> _DIRECTIONS_
Output the entries below unchanged, except for the pictures.

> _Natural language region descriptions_
━━━━━━━━━━━━━━━━

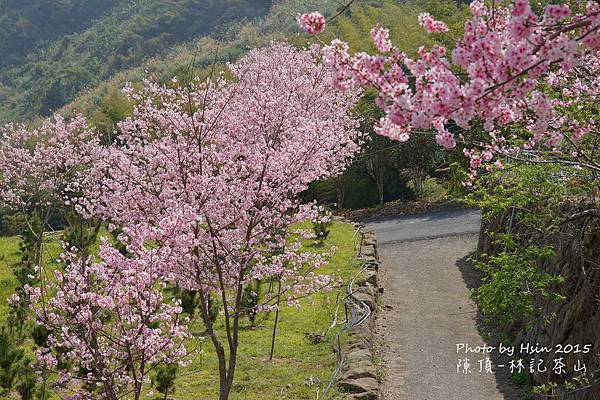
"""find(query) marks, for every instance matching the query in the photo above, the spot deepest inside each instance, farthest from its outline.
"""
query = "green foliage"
(537, 193)
(513, 281)
(24, 272)
(26, 382)
(321, 226)
(418, 159)
(250, 300)
(57, 49)
(113, 109)
(11, 355)
(164, 379)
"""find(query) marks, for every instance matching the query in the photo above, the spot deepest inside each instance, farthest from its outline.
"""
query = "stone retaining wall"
(359, 378)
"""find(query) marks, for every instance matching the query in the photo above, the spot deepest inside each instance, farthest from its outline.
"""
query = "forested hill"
(52, 50)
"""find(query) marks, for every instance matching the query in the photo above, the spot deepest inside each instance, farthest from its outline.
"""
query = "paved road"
(428, 310)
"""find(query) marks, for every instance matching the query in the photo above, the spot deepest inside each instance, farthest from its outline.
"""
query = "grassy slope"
(296, 358)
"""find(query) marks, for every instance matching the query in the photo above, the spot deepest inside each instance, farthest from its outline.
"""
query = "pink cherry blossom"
(313, 23)
(498, 75)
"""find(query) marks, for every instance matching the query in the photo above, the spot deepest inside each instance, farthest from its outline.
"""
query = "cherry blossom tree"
(213, 171)
(520, 77)
(38, 167)
(108, 323)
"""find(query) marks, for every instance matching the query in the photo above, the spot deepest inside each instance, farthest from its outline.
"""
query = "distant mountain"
(53, 50)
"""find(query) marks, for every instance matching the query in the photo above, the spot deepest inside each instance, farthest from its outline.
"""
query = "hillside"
(53, 50)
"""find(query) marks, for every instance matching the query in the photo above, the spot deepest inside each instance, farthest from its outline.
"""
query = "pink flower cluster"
(492, 79)
(102, 316)
(429, 23)
(313, 23)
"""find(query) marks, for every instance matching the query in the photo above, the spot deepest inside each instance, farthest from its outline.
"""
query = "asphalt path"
(428, 311)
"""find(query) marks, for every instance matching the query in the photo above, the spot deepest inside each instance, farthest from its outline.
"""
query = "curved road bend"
(428, 310)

━━━━━━━━━━━━━━━━

> _SOLUTION BELOW_
"""find(query) marks, for every instance matching the query in the photo above, the spot deepest inside each instance, farthest from its outline.
"""
query = "green foliage"
(537, 193)
(513, 281)
(24, 272)
(26, 382)
(321, 226)
(418, 159)
(250, 300)
(57, 49)
(113, 109)
(11, 355)
(164, 379)
"""find(query) marks, for every instance matching the query in the photo above, the spot deepest inside each instance, farthest from its outline.
"""
query = "stone retaining wall"
(359, 378)
"""find(query) marks, for every instance matching the query in the photo above, the spot deepest inside each instance, farthest from its outline.
"""
query = "forested hill"
(52, 50)
"""find(query) marks, for every instance matching the query in the photo above, the spot deepest inside each instance, farthest from its outline.
"""
query = "paved road"
(428, 310)
"""find(query) marks, for every instance matching the query in the photo above, the spot deepest inside each instance, farthest from its outline.
"""
query = "grassy slope"
(296, 358)
"""find(query) marks, for every instance matching the query in the photo above, the spot deepest inside each instance, farthest from its outline.
"""
query = "pink cherry blossom"
(313, 23)
(498, 75)
"""find(query) marks, for every instance matching the query in the photo above, the spot deepest inside each instance, farthest from its outline.
"""
query = "cherry blossom tree"
(213, 171)
(520, 77)
(38, 167)
(108, 323)
"""find(query) marks, for every instance matching the query in the photo above, the spot deepest inside each instance, farthest from its outline.
"""
query = "distant mountain"
(53, 50)
"""find(query) marks, for every instance matching the query in the photo above, the spot deepest inside each instance, farthest from its outline.
"""
query = "hillside"
(53, 50)
"""find(query) marks, for every instance matching the query in the photo above, the spot deepest inside each instance, farthest from its outline.
"""
query = "pink flower cluster"
(492, 79)
(102, 316)
(429, 23)
(313, 23)
"""find(query) marks, for every instance matching the query in the photo above, the spot deepest inside each instance, farthest from its outline.
"""
query = "asphalt path"
(428, 311)
"""find(query) marks, for every instance matching the query in the photo above, the spot deepest inside each instance, farthest from its outline.
"""
query = "curved road bend"
(428, 310)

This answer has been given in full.